La rappresentanza femminile nei luoghi delle decisioni politiche:
QUELLA MAGGIORANZA CHE RESTA MINORANZA
Marzo 2009
In Italia le donne sono oltre la metà degli aventi diritto di voto, ma non sono mai riuscite a superare la quota di un quarto delle persone elette.
Le donne in Italia hanno potuto esercitare il diritto di voto attivo e passivo soltanto nel 1946 e, nelle elezioni politiche di “quel” ’46 furono molte le candidature femminili e le elette nella prima legislatura furono il 6,3% del Parlamento nazionale; il 7,7% nel 1948.
Nel corso degli anni, la percentuale delle elette al Parlamento non ha avuto un andamento lineare , rimanendo – comunque – nella media del 7% – 9% (a parte il minimo storico del 2,8% nel 1963 e nel 1968), fino alla XI legislatura e salendo alla quota del 15% (XII legislatura) a seguito dell’effetto positivo della legge del 1993, che inserì l’alternanza di uomini e donne fra le condizioni di accettabilità delle liste dei candidati alla Camera dei deputati per il 25% da eleggere con il sistema proporzionale.
Successivamente, l’interpretazione restrittiva dell’art. 51 della Costituzione ha creato un ostacolo all’aumento della presenza femminile alla Camera dei Deputati; nelle legislazioni seguenti (dalla XIII alla XV) le donne sono diminuite superando di poco l’11% di tutti i deputati .
E’ solo nel 2003 con la modifica dell’articolo 51 della Costituzione (“tutti i cittadini dell’uno o dell’altro sesso possono accedere agli uffici pubblici e alle cariche elettive in condizioni di eguaglianza, secondo i requisiti stabiliti dalla legge. A tale fine la Repubblica promuove con appositi provvedimenti le pari opportunità tra donne e uomini”) che la rappresentanza delle donne in Parlamento riprende a crescere. In questa legislatura le donne sono il 21,3% alla Camera e il 18% al Senato.
I dati attuali, anche se sono i più alti raggiunti dall’Italia nelle legislature, a livello internazionale posizionano il nostro Paese solo a al 52° posto su 188 nazioni al pari della Cina (21,3% di donne nel Parlamento) dietro a Paesi come l’Argentina o Cuba (sopra il 40%), Spagna, Germania e Nuova Zelanda con oltre il 30% e la Svizzera e il Portogallo con il 28%. E, ancora, queste percentuali di rappresentanza femminili sono lontane rispetto alla soglia del 30% – stabilita dalla Commissione ONU sulla Condizione femminile già nel 1990 – considerata come quota minima ai livelli nazionali affinché le donne possano avere un peso a livello decisionale.

#### ISTRUZIONI DELL'ESERCIZIO:
Riprendi il testo sulla presenza delle donne in Parlamento e proseguilo dopo la sua ultima frase. Per questo esercizio il materiale non serve.

#### DATI MOSTRATI:
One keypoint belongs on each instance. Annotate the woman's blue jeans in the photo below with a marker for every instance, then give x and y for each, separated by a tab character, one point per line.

#### ESITO DEL COMPITO:
La pratica elettiva ha – dunque – sessant’anni, ma non li dimostra; né nella presenza delle donne nelle Istituzioni politiche né nella loro partecipazione alla politica.
Il ritardo storico registrato nell’ottenimento del diritto di voto femminile continua, nel nostro Paese, a produrre i suoi effetti anche nella distanza; e – si sosteneva prima – sessant’anni non li dimostra, né nella presenza delle donne nei luoghi istituzionali della politica (ancor meno, poi, nei vertici decisionali) ma neanche nella partecipazione femminile alla vita politica ed al sistema dei Partiti.
Per quanto riguarda la presenza delle donne nelle Regioni a inizio 2009 la presenza femminile nelle Giunte e nei Consigli regionali superava di poco il 12%; mentre per quanto riguarda i Comuni si nota come nei ruoli politici, come quelli dei sindaci, la presenza delle donne sia molto bassa (l’9,8%) per aumentare quando invece conta la professionalità o il ruolo tecnico, come nel caso dei commissari, posizione nella quale le donne sono il 34% del totale.
Inoltre, sempre a livello comunale si nota, dall’indagine di Forum PA “Osservatorio Donne nella PA” che costruisce un indice sintetico della rappresentanza femminile, che in quelle città regioni dove il sindaco o il governatore è una donna, anche il resto della amministrazione ha un alto livello di donne nei consigli.
Infatti, degli otto Comuni capoluogo con un sindaco donna, 5 sono su valori superiori alla media e ben due, Pavia e Genova, tra le prime cinque. Ugualmente ben posizionati i Comuni con un presidente del consiglio donna, quasi tutti al di sopra del valore medio.
Analogamente per le Regioni. Le due Regioni con un governatore donna (Piemonte e Umbria) si attestano entrambe su valori superiori alla media, il Piemonte è addirittura secondo nella classifica generale. Ugualmente l’Emilia Romagna, che ha un presidente del consiglio donna, rientra tra le prime cinque.
Anche nel panorama internazionale l’Italia non spicca per la rappresentanza femminile nei luoghi delle decisioni pubbliche. Si cita un solo indicatore, quello della parità di genere (GEI) per il periodo 2004-2008.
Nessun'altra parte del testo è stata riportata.